◆ Stated problem ◆
Reproduce every one of the entries below, substituting "in this image" for each occurrence of "in this photo" and leaving all other text unchanged. Omit the pictures from your answer.

+++++

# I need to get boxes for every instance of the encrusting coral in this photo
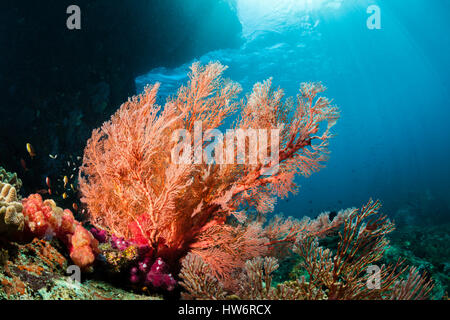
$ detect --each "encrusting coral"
[22,194,99,270]
[0,167,22,191]
[0,182,25,234]
[79,63,344,286]
[180,201,433,300]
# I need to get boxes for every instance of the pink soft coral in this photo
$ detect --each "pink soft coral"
[80,63,339,277]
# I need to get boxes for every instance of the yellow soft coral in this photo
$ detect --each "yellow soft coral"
[0,182,25,234]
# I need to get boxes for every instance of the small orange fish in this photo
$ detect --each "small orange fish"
[20,158,28,171]
[27,143,36,159]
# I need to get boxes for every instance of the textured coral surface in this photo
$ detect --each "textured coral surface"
[0,239,158,300]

+++++

◆ Exercise solution ◆
# I need to get boxes for every instance of the encrusting coral in this image
$ detect --each "encrusting coral"
[22,194,99,270]
[0,167,22,191]
[0,182,25,234]
[79,63,344,286]
[180,201,433,300]
# I need to get boxes for every instance of the pink soft coral in this image
$ detect --each "pink soft coral"
[80,63,339,277]
# I need to get boxes for every instance of the yellow soft coral in this image
$ detect --each "yellow soft coral"
[0,182,25,234]
# I need to get boxes for every instance of the small orange fish in this image
$ detect --each "small orange fish"
[20,158,28,171]
[27,143,36,159]
# I need to get boxes for every instance of the textured coral surface in this image
$ detect --each "textured coral surface"
[0,239,158,300]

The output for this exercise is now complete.